Source information:
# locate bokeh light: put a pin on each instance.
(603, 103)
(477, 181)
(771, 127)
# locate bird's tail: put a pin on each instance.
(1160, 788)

Task description:
From the first line to the last, return the listing exactly.

Exercise response:
# locate bokeh light: put a pin on each instance.
(603, 103)
(477, 181)
(771, 127)
# locate bird's tail: put a pin on each instance.
(1160, 788)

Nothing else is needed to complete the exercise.